■ SET EXERCISE A: Decide whether each statement below agrees with the Corjova article. Answer yes or no for each and quote the deciding words from the article: (i) The commune of Corjova consists of two villages, Corjova and Mahala. (ii) Corjova lies on the western bank of the River Dniester. (iii) Iurie Coțofan was detained a second time on 2 June 2007.
■ SET EXERCISE B: According to the Corjova article, what school is located in Corjova village?

■ DOCUMENT EXTRACT:
★ ★ ★ ★ ★

- Corjova Location in Moldova
- Coordinates: 47°18′N 29°08′E﻿ / ﻿47.300°N 29.133°E
- Country: Moldova
- District: Dubăsari

Government
- • Mayor: Sergiu Oprea

Population (2004 census)
- • Total: 3,231
- Time zone: UTC+2 (EET)
- • Summer (DST): UTC+3 (EEST)

= Corjova, Dubăsari =

Corjova is a commune in Dubăsari District, Moldova. Located on the eastern bank of the River Dniester, it consists of two villages, Corjova and Mahala, with a total population of 3,231.

The Romanian language Mihai Eminescu Lyceum is located in Corjova village.

== History ==

During the Soviet period, it was considered a suburb of the nearby city of Dubăsari, but has since separated from the city and elects its own mayor. During the 1992 War of Transnistria the village was the scene of heavy fighting. After the war it was divided between a part controlled by the government of Moldova and a part controlled by the secessionist government of Transnistria.

On 13 May 2007, Transnistrian separatist authorities briefly detained Valeriu Mițul, the mayor of Corjova, and Iurie Coțofan, a Dubăsari district councillor. On 3 June 2007, Iurie Coțofan was again detained. Transnistrian militsiya (police force) did not allow the inhabitants to participate in Moldovan elections. Valentin Besleag, a candidate for mayoral office, was also detained by the separatist authorities on 2 June.

★ ★ ★ ★ ★

■ DATA EXTRACT:
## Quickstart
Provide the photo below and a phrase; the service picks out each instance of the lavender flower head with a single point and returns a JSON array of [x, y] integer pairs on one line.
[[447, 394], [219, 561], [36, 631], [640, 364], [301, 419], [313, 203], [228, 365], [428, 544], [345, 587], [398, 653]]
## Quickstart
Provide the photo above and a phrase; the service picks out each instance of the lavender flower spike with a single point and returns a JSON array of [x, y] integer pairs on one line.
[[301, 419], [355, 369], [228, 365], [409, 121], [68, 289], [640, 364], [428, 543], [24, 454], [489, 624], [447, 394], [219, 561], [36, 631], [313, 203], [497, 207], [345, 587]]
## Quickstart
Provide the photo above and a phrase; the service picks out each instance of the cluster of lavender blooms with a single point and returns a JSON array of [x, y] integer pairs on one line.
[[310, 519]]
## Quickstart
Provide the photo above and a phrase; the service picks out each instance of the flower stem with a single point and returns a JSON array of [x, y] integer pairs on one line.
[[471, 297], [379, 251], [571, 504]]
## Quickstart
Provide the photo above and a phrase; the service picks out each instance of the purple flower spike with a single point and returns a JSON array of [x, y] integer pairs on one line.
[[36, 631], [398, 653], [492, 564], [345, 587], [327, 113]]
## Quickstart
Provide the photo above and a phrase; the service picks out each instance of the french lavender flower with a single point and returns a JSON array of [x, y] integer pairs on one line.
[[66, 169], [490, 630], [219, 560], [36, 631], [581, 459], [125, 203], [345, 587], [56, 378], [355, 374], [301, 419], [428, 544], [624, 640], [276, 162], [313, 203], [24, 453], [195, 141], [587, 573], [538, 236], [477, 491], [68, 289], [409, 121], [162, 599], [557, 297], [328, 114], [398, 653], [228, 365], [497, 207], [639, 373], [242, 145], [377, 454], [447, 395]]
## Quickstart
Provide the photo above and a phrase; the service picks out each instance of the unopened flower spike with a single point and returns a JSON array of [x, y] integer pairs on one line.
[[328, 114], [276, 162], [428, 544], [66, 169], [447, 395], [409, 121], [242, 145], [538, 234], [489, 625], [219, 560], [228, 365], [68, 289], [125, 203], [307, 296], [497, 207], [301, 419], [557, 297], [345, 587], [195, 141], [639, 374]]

★ ★ ★ ★ ★

■ EXERCISE RESPONSE A:
(i) Yes: "it consists of two villages, Corjova and Mahala"
(ii) No: "Located on the eastern bank of the River Dniester"
(iii) No: "On 3 June 2007, Iurie Coțofan was again detained."

■ EXERCISE RESPONSE B: The Romanian language Mihai Eminescu Lyceum.